----- Available records
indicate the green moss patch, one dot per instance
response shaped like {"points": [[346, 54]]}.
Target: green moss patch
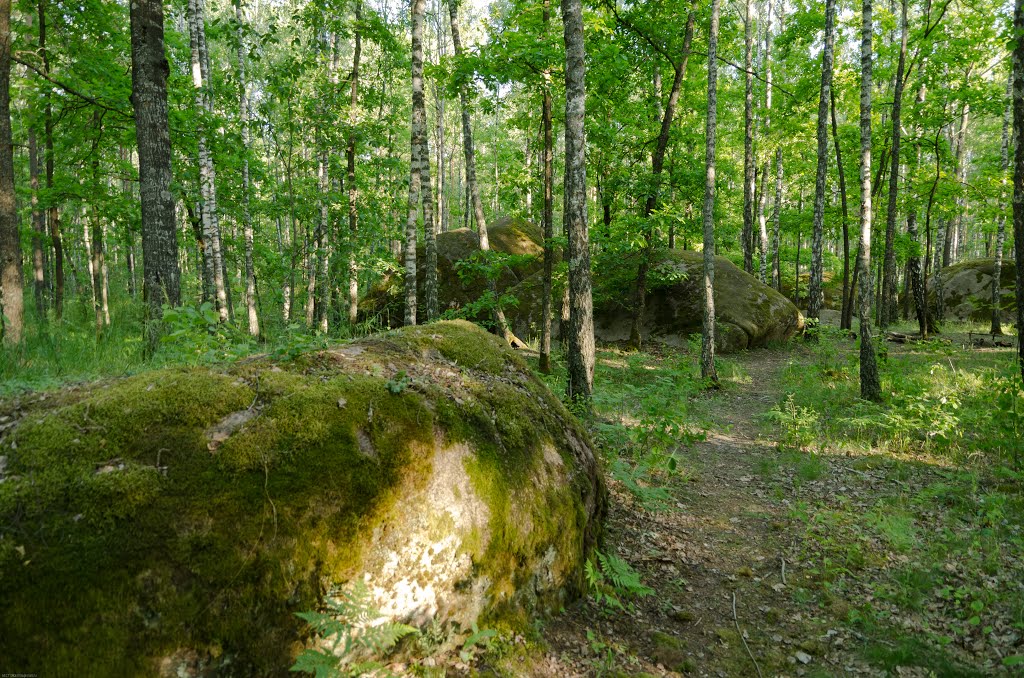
{"points": [[179, 518]]}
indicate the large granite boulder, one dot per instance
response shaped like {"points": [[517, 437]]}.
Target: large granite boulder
{"points": [[173, 522], [967, 290], [518, 244], [749, 313]]}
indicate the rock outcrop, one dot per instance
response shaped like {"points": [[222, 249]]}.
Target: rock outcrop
{"points": [[174, 521], [749, 313], [967, 290]]}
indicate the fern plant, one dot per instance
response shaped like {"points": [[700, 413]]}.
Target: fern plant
{"points": [[611, 580], [352, 636]]}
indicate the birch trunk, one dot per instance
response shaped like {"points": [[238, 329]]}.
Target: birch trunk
{"points": [[888, 310], [708, 370], [777, 222], [581, 321], [353, 212], [472, 185], [1000, 232], [247, 223], [748, 232], [208, 188], [814, 292], [1019, 169], [52, 212], [38, 230], [657, 165], [766, 167], [870, 388]]}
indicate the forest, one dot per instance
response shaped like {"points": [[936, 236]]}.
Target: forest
{"points": [[510, 337]]}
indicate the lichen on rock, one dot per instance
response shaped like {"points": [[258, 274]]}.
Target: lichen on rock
{"points": [[174, 521]]}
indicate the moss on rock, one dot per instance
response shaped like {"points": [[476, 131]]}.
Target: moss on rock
{"points": [[967, 290], [172, 522]]}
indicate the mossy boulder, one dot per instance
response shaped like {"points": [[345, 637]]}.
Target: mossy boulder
{"points": [[518, 243], [967, 290], [174, 521], [749, 313]]}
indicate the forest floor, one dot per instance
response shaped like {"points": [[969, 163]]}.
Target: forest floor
{"points": [[795, 540]]}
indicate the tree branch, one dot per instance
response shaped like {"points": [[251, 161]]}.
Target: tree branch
{"points": [[71, 90]]}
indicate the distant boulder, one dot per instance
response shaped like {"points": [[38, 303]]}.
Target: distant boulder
{"points": [[967, 290], [519, 240], [749, 313], [173, 522]]}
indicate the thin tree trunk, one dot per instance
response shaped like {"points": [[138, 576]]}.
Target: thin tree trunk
{"points": [[247, 221], [38, 229], [814, 292], [472, 185], [870, 388], [208, 188], [161, 278], [96, 255], [766, 167], [1000, 234], [888, 308], [776, 282], [748, 139], [548, 215], [353, 212], [913, 270], [847, 311], [11, 299], [581, 325], [1019, 170], [708, 370], [416, 151], [657, 164], [53, 215]]}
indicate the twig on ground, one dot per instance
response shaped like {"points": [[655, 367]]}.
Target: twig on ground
{"points": [[735, 621]]}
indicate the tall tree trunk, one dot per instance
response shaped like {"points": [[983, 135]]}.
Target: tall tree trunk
{"points": [[415, 188], [1019, 169], [420, 192], [548, 214], [870, 388], [353, 212], [247, 221], [913, 270], [708, 370], [12, 299], [657, 164], [52, 212], [888, 308], [776, 282], [208, 178], [949, 249], [96, 255], [814, 297], [749, 138], [161, 279], [581, 325], [766, 167], [1000, 232], [38, 229], [847, 311], [472, 185]]}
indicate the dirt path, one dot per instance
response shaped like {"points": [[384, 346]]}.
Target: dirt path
{"points": [[729, 594]]}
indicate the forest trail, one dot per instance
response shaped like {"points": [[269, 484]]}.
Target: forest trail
{"points": [[728, 554]]}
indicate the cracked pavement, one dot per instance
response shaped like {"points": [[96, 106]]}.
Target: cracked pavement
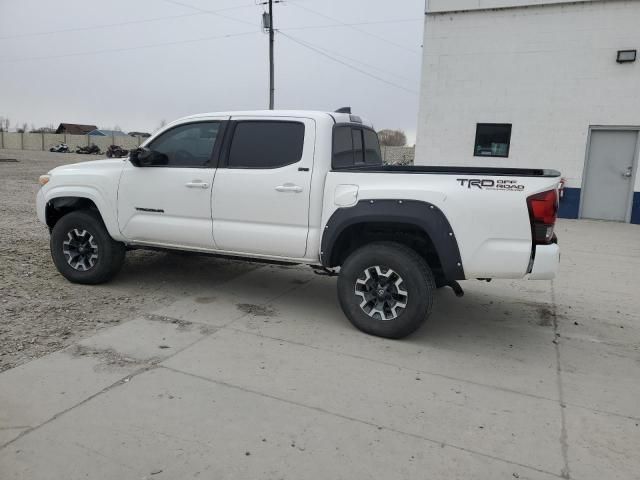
----------
(Instructions to follow)
Gather every line in the rows above that contains the string "forest", matching case exactly.

(Response below)
indicate the forest, one dot per instance
Target: forest
indicate the forest floor, one dot per instance
Target: forest floor
indicate the forest trail, one dot per instance
Target: forest trail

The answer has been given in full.